THE DATA:
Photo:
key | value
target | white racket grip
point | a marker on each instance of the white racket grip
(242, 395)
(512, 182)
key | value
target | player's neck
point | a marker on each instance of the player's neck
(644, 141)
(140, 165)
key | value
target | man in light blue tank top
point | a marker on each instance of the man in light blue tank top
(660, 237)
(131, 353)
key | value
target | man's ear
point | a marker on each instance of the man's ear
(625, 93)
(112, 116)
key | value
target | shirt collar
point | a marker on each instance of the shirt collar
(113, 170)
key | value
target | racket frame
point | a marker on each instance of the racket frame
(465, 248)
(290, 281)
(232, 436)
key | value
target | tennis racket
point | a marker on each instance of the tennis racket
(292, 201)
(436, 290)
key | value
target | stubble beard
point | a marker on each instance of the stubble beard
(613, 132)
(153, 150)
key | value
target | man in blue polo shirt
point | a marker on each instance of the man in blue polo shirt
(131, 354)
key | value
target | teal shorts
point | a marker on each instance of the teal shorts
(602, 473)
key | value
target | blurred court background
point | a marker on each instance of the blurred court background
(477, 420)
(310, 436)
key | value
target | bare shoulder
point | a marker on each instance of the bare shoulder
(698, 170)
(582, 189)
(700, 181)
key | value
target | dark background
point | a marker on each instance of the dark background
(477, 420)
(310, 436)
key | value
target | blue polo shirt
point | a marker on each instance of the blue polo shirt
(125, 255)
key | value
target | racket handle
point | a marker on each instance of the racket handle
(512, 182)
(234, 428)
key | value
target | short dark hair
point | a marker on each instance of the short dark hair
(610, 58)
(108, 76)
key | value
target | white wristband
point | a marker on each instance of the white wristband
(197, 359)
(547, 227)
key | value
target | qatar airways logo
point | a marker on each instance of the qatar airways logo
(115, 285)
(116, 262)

WHAT TO WORK ON: With no word added or dropped, repeat the entire listing.

SOLUTION:
Photo:
key | value
target | white racket grip
point | a marker on each instance of the white racket grip
(242, 395)
(512, 182)
key | value
target | player's neck
point | a marker on each instance of the player's neck
(644, 141)
(140, 165)
key | value
target | man in light blue tank top
point | a marker on each instance of the man in light blue tank top
(660, 237)
(131, 353)
key | value
target | man's ear
point | a marker on each instance of the man's ear
(625, 93)
(112, 116)
key | value
target | shirt collar
point | a marker on each instance of the shirt collar
(113, 170)
key | value
target | racket frame
point | a marker on each instance of the racket frame
(465, 248)
(290, 281)
(232, 436)
key | value
target | tennis racket
point | a marker on each instance of the tennis racket
(292, 201)
(436, 290)
key | value
target | stubble beard
point | a marker on each instance of the stubble beard
(613, 132)
(153, 150)
key | value
target | man in blue polo shirt
point | a marker on each instance of the man in blue polo shirt
(131, 354)
key | value
target | teal shorts
point | a marker on each instance of the teal shorts
(602, 473)
key | value
target | blurred court background
point | a marker on each instance of the blurred court background
(477, 420)
(310, 436)
key | value
target | bare shoulder
point | a marker on each instance of the bare shoulder
(698, 170)
(582, 189)
(700, 181)
key | value
target | dark background
point | a marker on each instance of the dark background
(477, 420)
(310, 436)
key | value
target | blue polo shirt
point | a marker on each instance of the blue polo shirt
(125, 255)
key | value
target | racket handle
point | a marker on each instance of the racket handle
(512, 182)
(234, 428)
key | value
target | short dark hair
point | a marker on each instance of the short dark hair
(610, 58)
(108, 76)
key | value
target | white wristband
point | a marker on each instance of the white wristband
(197, 359)
(547, 227)
key | value
target | qatar airways logo
point | a marker on each instance of the qatar airways logo
(115, 285)
(116, 262)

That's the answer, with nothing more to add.